## TEXT EXCERPT
-*-

Of all the women on Sex and the City, Miranda Hobbes was the most focused on her career. She was more intent on climbing the corporate ladder than finding a life partner, and while men were a nice accessory, they weren’t her end goal. So it was ironic that she hewed the closest to the idea of “having it all” by the end of Sex and the City’s six seasons. She had the husband, the baby, the high-powered job. She even moved to Brooklyn!
That was 17 years ago. And when the HBO Max reboot And Just Like That picks up, many of the original’s happy endings have been untidied. Carrie’s long teased out love story is brutally undone by Big’s sudden death; Charlotte, whose deepest wish was for a picture-perfect family, is struggling to come to terms with her youngest child’s gender identity. But what Miranda is facing is more complicated than an unrealized dream, more insidious and hard to solve. What if you get the nice husband, the cute kid, and the mega-successful career (not to mention the brownstone and lifelong friends) only to realize that none of it makes you happy?
When we find Miranda in AJLT, she’s on uncertain footing. She quit her Big Law job; the cute baby has grown up to be a horny teenager way too comfortable having sex in his parents’ house; and her own marriage is sexless. She’s drinking too much, maybe out of some lingering habit from the pandemic, as she suggests, or maybe because she’s trying to drown out her own dissatisfaction. In the most recent episode, though, she can no longer ignore it. A simmering flirtation with Carrie’s boss, Che, becomes a full-on affair when Che gives her the best orgasm of her life in Carrie’s kitchen. When she left her job, Miranda did it with her signature practicality intact, immediately enrolling at Columbia to retrain as a human rights specialist. This was reckless, spontaneous. “I’m trapped,” she screams at Carrie, her post-coital afterglow quickly giving way to distress. “I hate my marriage.” She’s not blowing up her life on a whim; it’s an act of desperation after a long period of complacency.

-*-

## TASK REQUIREMENTS
• a. In the piece on Miranda Hobbes, what did Miranda do right after she left her Big Law job?
• b. Continue the piece on Miranda Hobbes with the next paragraph, picking up after its final sentence.

## DATA SEGMENT
-*-

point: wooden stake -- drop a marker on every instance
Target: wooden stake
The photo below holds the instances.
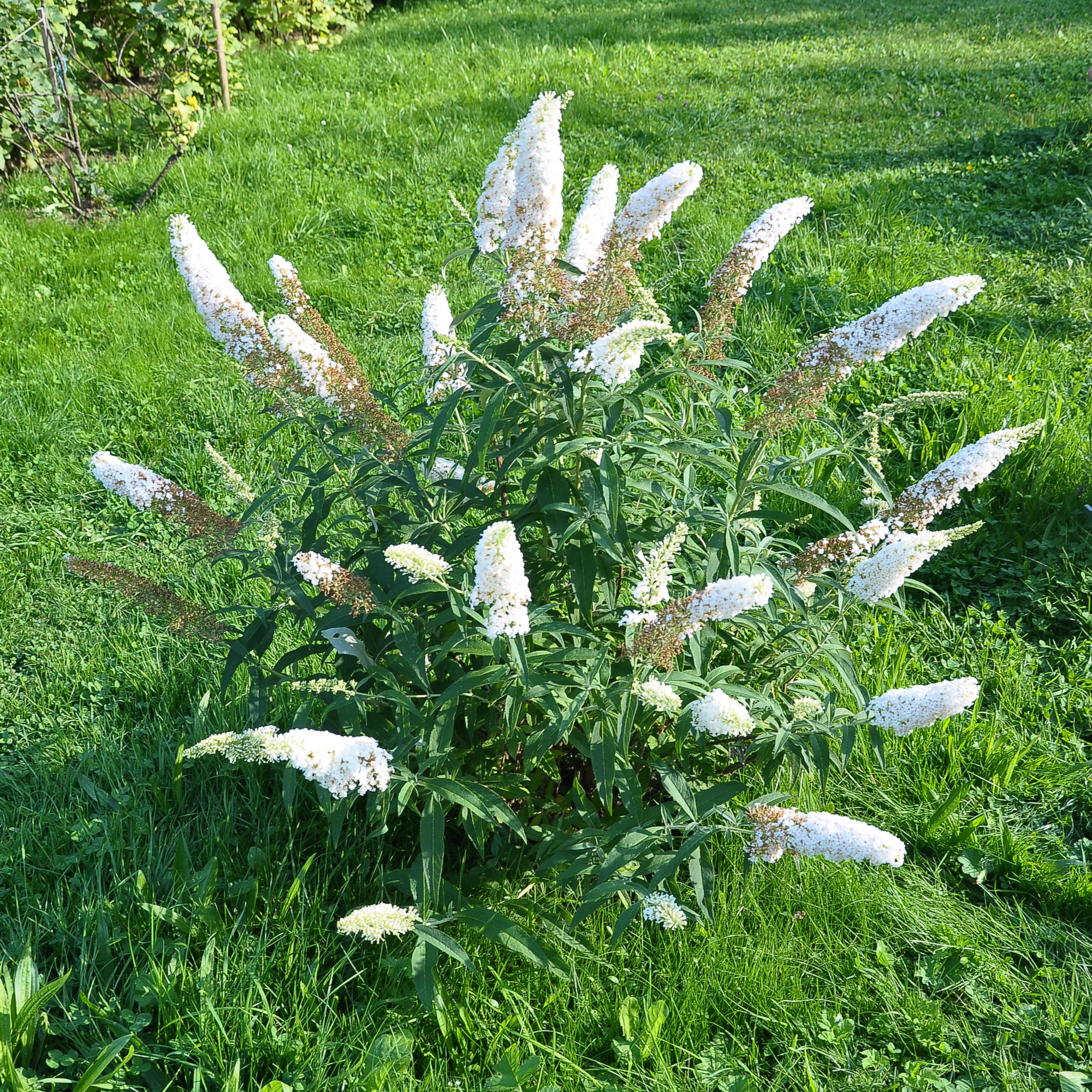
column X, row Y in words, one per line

-*-

## RESULTS IN ORDER
• a. She enrolled at Columbia to retrain as a human rights specialist.

• b.
In some ways, Miranda’s is AJLT’s most satisfying storyline because she’s not reacting to interference from the outside world. Carrie and Charlotte aren’t unsure of what they want; they’re just struggling with not getting it. Miranda is lost. “I don’t want to be this person anymore…this isn’t enough,” she tells Carrie. The future she thought she wanted turns out not to be what she wanted at all, so she’s rearranging her life and seeking out better fits. She wants a more civic-minded career, she thinks; maybe her sexuality is different or more fluid than she previously thought.
In the original Sex and The City, Miranda always seemed certain, independent, and fulfilled on her own terms. Now, she’s in her 50s and floundering. As cringey as it is to watch her fumble people’s pronouns, it’s encouraging to see someone try again and again to get new things right. Most characters Miranda’s age are settled into their lives; this is when we stop hearing their stories. But Miranda? She feels poised for an audacious third act.